> **Trecho citado**
===
Quinhentos anos depois de sua morte, uma exposição prova que o mestre não só continua vivo: é uma inspiração de vida e antídoto contra as trevas

Por Marcelo Marthe, de Paris
Atualizado em 25 out 2019, 16h11 - Publicado em 25 out 2019, 07h00
VISIONÁRIO – O pintor, retratado por Francesco Melzi: mente sem limites (Veneranda Biblioteca Ambrosiana/.)

Por duas vezes o pintor italiano Leonardo da Vinci e o Museu do Louvre, em Paris, foram o centro de acontecimentos que mexeram com a imaginação popular. O primeiro desses eventos foi um crime real: em agosto de 1911, um italiano chamado Vincenzo Peruggia surrupiou a Mona Lisa, obra-prima de Da Vinci e o maior tesouro do Louvre, enquanto fingia fazer um serviço de manutenção no museu. Felizmente, o quadro foi recuperado — e o episódio só aumentaria sua fama. O segundo caso, bem mais recente, foi deflagrado pela ficção: O Código Da Vinci, best-seller de 2003 do americano Dan Brown convertido em filme de sucesso com Tom Hanks, usa a obra do pintor como combustível de um thriller conspiratório que traz um assassinato espetacular dentro do museu.

É bem possível que o livro de Dan Brown logo venha a ser esquecido, e que o roubo da Mona Lisa se torne uma nota de rodapé cada vez mais remota no anedotário da arte. Já a exposição Leonardo da Vinci 1452-1519, em cartaz desde o dia 24, não apenas põe o mestre renascentista e o Louvre de novo no centro das atenções planetárias. A mostra na capital francesa é resultado de um esforço multinacional que, definitivamente, entrará para a história: nunca nenhum museu havia realizado a façanha de reunir tantas obras-primas do maior e do mais famoso pintor da humanidade: 160, entre quadros, desenhos, esboços e páginas dos cadernos de Da Vinci.

Trata-se de um acontecimento estupendo — uma daquelas experiências que só se repetem a cada 500 anos mesmo. A exposição criou muita expectativa — e ansiedade — nos franceses. Há banners da mostra pela cidade toda e, embora a organização não divulgue números, sabe-se que a venda de ingressos antecipados on-­line explodiu (o bilhete custa o equivalente a 77 reais). O negócio é candidato a se tornar o maior festival de selfies do século — com o aval do Louvre, que só proíbe os infames paus de selfie. Ápice dos eventos que marcam os 500 anos da morte do artista, a exposição põe holofotes no criador da Mona Lisa num momento oportuníssimo: nestes tempos em que o mundo (incluindo o Brasil) flerta com as trevas e o obscurantismo, as lições extraídas da vida e da obra do gênio revelam-se um antídoto altamente inspirador. “Da Vinci era um homem das luzes. Seus desenhos e pinturas são uma grande celebração da vida, da natureza e da ciência. A arte de Da Vinci nos ajuda, enfim, a manter a fé no ser humano”, disse a VEJA o curador-chefe da mostra no Louvre, Vincent Delieuvin.
===
> **Partes do exercício**
1: Responda às perguntas a seguir com base no texto sobre a exposição de Leonardo da Vinci.
(a) Em que mês e ano a Mona Lisa foi furtada do Louvre?
(b) Quantas obras a exposição reúne?
(c) Que objeto o Louvre proíbe na mostra?
2: Continue o texto sobre a exposição de Leonardo da Vinci a partir da última frase apresentada.
Os itens não têm nenhuma função aqui.

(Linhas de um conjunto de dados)
===
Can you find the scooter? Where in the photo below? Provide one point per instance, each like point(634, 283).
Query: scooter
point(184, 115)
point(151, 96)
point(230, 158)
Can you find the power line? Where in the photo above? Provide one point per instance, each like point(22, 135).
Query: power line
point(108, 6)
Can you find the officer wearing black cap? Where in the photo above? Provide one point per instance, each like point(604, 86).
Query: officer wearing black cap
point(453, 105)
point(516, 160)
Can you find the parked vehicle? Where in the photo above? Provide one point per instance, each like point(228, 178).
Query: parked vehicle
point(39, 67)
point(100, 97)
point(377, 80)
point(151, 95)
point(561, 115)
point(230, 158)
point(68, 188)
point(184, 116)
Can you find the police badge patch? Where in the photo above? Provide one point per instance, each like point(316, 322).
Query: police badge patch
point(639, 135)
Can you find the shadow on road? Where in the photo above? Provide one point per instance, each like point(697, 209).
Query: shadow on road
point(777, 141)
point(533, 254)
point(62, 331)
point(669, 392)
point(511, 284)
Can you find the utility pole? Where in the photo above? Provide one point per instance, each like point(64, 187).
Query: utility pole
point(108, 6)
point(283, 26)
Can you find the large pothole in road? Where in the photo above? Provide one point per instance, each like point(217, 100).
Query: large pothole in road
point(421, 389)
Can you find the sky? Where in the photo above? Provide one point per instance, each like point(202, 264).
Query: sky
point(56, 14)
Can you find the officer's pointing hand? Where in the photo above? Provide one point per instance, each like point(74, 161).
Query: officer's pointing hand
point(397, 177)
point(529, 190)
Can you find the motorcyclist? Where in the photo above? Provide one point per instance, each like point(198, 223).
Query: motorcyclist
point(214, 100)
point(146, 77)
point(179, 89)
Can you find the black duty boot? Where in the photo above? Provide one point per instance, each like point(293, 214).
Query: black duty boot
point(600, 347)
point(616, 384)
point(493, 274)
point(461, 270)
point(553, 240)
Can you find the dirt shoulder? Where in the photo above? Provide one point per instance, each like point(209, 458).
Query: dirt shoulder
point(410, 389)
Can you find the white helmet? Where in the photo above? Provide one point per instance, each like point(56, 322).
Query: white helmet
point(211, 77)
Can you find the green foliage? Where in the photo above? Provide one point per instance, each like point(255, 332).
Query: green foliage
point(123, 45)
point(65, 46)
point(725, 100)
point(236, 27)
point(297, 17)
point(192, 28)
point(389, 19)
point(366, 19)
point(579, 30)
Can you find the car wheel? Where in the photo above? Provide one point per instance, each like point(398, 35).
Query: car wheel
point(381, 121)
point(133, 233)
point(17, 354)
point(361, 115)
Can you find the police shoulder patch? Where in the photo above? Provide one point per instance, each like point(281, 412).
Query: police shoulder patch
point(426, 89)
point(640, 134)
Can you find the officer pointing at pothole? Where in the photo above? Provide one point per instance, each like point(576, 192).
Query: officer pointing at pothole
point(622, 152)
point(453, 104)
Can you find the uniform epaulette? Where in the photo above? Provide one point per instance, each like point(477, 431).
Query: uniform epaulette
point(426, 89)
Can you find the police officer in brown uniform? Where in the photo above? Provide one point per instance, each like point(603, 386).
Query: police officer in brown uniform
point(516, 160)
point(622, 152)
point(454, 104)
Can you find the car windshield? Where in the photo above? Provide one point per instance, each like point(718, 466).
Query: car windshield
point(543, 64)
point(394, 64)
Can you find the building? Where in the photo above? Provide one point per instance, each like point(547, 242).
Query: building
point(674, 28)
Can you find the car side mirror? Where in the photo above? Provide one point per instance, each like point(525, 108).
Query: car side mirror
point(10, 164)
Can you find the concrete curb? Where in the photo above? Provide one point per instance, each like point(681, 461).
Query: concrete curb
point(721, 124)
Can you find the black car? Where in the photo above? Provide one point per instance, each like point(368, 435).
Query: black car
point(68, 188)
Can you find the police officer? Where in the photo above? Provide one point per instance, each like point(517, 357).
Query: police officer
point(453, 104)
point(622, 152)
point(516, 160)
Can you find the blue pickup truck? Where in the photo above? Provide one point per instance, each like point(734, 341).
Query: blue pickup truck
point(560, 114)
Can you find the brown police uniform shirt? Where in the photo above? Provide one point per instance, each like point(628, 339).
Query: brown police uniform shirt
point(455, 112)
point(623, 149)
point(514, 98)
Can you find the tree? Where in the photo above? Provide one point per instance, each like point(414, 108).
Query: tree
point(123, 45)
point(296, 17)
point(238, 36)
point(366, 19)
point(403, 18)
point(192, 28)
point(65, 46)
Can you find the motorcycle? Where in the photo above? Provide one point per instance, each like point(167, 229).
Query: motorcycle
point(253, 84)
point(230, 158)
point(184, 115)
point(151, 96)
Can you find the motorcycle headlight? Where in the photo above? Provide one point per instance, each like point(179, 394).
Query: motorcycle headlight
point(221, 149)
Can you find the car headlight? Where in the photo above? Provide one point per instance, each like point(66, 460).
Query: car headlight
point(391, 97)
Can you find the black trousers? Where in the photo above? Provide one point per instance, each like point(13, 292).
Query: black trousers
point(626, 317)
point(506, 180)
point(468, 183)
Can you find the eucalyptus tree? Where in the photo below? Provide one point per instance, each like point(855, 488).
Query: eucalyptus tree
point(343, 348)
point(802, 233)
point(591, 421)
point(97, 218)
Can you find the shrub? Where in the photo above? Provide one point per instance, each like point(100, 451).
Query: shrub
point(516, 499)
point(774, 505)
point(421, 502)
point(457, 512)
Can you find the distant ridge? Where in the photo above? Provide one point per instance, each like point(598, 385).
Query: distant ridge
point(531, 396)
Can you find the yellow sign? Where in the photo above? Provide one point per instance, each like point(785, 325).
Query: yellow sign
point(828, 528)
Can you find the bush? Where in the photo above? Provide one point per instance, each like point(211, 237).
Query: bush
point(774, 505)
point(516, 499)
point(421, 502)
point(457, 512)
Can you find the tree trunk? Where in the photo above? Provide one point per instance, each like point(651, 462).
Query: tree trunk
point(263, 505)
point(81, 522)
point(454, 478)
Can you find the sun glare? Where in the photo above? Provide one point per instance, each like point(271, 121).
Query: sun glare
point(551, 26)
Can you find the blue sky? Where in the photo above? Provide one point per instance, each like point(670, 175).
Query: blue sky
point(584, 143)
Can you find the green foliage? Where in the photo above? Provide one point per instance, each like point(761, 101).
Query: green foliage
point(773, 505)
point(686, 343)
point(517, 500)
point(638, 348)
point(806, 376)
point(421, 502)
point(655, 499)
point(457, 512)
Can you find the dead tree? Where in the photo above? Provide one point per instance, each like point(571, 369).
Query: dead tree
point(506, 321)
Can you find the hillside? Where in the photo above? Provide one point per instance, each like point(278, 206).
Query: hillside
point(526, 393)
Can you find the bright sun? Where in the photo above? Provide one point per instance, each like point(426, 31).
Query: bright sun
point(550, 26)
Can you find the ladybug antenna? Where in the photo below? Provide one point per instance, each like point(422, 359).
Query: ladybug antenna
===
> **Respostas por tarefa**
1:
(a) Em agosto de 1911.
(b) 160 obras, entre quadros, desenhos, esboços e páginas dos cadernos de Da Vinci.
(c) Os paus de selfie.

2:
O Louvre precisou ter muita fé na generosidade humana, aliás, para transformar a exposição em realidade. A mostra começou a ser planejada há dez anos, porém até os 45 minutos do segundo tempo pairavam dúvidas sobre o empréstimo de obras. O museu francês chegou a anunciar a presença de uma pérola apenas recentemente adicionada à lista de pinturas de Da Vinci. O Salvator Mundi, que exibe um Cristo com os olhos marejados de um morto-vivo, saltou da obscuridade para a fama quando, em 2005, novas investigações científicas permitiram proclamar que se tratava de um legítimo Leonardo (embora alguns especialistas ainda rejeitem isso). Em 2017, ao ser vendido num leilão por 450 milhões de dólares, tornou-se a obra mais cara do mundo. Mas seu novo dono, provavelmente um príncipe árabe, esnobou o Louvre: a ausência do Salvator Mundi é a grande baixa da mostra. Só um artista do porte de Da Vinci seria capaz, ainda, de reavivar velhas rivalidades culturais, como se deu na hora de requisitar obras de museus da terra do pintor, a Itália. A coalizão populista que governou o país até meses atrás chegou a acusar a França de querer se servir de seus tesouros “como num supermercado”. Em um primeiro momento, a Justiça italiana vetou a ida do Homem Vitruviano, desenho que sintetiza a união entre arte e ciência. Mas a decisão foi revertida: o Homem Vitruviano viajou para o Louvre.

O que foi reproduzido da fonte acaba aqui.